◆ WHAT YOU WILL DO
1. According to the Brandeis campus passage below, in what year was the Shapiro Center built?
2. Reproduce the Brandeis campus passage below from "The first thing" up to and including "on the campus.".

◆ GIVEN PASSAGE
↓

But fortunately, the Boston area is full of interesting indoor spaces that you might not immediately think of. One of my favorite past times is visiting new buildings at our local colleges.

Admittedly, on the face of it, it seems self-serving for an architect to bring his two young boys to visit a campus building. But when you visit the Shapiro Center in Waltham at Brandeis University, you quickly realize that there is a lot to see and do- there even for a seven and two year old.

The first thing that you notice when you enter the campus is that unlike many New England colleges, Brandeis University is not organized around a quadrangle. Instead, the buildings are strewn loosely about and connected by a meandering loop road. As a result of this layout, before the Shapiro center was built in 2004, there was no “there” there on the campus.

As the architect of the building Charles Rose explains, “We wanted to place student life at the center of the campus”. The new building is located at the intersection of the Upper and Lower Campus which puts it at the geographic center of the campus. The new building has a theater, computer library, recital hall, club rooms, book store and café. By collecting all of these activities and placing them under one roof, the new campus center has become the heart of student life at Brandeis.

↑

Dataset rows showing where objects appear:
↓

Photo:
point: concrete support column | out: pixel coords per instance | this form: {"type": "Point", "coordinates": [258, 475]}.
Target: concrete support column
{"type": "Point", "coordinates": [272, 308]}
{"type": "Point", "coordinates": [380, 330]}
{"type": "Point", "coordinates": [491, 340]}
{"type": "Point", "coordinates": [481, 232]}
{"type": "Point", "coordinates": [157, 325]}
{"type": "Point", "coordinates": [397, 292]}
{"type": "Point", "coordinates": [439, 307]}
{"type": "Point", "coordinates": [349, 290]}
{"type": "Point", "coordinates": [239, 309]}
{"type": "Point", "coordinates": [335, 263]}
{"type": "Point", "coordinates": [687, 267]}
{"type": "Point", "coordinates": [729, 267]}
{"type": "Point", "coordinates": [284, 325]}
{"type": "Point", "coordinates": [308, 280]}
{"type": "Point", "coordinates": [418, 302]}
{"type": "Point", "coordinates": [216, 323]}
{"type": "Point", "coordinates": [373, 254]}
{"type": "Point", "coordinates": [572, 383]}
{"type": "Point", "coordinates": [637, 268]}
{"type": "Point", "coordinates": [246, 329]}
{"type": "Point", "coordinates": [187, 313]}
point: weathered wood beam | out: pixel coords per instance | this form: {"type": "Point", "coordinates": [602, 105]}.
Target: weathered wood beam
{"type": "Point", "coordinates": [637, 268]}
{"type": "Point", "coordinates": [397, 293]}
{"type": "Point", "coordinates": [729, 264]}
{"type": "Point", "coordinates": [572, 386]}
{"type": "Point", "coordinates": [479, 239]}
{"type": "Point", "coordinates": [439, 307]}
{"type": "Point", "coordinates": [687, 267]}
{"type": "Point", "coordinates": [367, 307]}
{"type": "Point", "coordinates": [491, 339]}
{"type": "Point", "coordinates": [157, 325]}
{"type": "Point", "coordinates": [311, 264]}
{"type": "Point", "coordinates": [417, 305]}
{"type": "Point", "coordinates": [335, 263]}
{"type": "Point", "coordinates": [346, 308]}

↑
↓

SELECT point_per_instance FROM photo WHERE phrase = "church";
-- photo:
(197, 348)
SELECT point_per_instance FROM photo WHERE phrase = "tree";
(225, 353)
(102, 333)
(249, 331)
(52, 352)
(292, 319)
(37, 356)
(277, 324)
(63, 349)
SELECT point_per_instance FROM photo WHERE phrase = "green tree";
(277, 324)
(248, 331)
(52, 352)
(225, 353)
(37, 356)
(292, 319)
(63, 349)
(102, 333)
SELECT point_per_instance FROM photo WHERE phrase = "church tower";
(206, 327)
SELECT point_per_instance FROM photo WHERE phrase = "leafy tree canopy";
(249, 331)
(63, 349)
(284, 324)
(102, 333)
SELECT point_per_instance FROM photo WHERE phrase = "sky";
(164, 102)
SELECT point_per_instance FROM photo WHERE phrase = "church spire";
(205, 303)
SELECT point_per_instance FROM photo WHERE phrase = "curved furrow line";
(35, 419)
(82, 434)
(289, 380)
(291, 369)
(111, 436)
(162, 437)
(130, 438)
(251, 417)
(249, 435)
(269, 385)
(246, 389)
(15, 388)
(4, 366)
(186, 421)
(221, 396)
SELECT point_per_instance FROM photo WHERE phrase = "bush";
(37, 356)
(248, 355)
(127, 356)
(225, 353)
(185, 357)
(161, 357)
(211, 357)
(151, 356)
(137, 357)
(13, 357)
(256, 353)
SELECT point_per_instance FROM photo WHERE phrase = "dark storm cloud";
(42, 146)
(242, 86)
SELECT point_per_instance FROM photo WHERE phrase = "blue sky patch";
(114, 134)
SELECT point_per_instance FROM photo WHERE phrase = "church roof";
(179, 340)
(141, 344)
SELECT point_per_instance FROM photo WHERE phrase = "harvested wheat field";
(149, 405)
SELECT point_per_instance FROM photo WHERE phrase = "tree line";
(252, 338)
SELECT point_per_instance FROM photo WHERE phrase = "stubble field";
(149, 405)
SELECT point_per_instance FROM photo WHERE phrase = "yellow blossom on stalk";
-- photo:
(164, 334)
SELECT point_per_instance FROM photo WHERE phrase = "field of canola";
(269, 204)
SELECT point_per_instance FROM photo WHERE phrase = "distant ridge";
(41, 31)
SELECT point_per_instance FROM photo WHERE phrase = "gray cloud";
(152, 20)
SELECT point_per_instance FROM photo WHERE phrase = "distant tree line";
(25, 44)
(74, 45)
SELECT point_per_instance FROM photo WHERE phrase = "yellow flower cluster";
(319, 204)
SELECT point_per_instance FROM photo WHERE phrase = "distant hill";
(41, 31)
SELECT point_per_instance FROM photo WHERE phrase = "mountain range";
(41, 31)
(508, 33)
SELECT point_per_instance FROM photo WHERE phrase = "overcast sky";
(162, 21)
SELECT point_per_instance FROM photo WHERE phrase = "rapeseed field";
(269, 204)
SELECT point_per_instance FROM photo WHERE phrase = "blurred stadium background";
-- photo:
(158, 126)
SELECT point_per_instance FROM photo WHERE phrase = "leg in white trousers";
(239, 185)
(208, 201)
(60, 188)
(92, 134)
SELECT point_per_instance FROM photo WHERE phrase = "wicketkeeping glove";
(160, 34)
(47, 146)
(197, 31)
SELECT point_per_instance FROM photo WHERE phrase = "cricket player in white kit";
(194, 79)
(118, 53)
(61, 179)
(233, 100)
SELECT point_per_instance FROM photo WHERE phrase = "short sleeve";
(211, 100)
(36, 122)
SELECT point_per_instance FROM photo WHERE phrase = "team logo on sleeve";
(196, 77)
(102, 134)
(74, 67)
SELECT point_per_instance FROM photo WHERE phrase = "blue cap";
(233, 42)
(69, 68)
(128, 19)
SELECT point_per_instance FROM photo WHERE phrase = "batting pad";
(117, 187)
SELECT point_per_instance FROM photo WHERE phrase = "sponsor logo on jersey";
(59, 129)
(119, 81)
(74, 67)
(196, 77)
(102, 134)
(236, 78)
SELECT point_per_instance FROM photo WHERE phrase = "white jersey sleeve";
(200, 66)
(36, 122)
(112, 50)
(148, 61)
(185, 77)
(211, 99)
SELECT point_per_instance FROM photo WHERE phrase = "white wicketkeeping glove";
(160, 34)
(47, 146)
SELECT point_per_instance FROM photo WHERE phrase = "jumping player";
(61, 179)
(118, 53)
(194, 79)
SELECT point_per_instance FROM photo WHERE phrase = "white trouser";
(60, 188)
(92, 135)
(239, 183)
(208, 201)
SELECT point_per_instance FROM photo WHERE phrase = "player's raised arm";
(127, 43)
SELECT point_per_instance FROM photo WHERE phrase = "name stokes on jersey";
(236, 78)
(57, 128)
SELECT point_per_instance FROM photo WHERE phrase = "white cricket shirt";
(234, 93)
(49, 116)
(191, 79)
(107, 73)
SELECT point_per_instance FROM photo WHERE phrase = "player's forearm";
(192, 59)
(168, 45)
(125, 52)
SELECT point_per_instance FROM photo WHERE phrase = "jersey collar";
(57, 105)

↑

◆ WRITTEN ANSWERS
1. 2004

2.
The first thing that you notice when you enter the campus is that unlike many New England colleges, Brandeis University is not organized around a quadrangle. Instead, the buildings are strewn loosely about and connected by a meandering loop road. As a result of this layout, before the Shapiro center was built in 2004, there was no “there” there on the campus.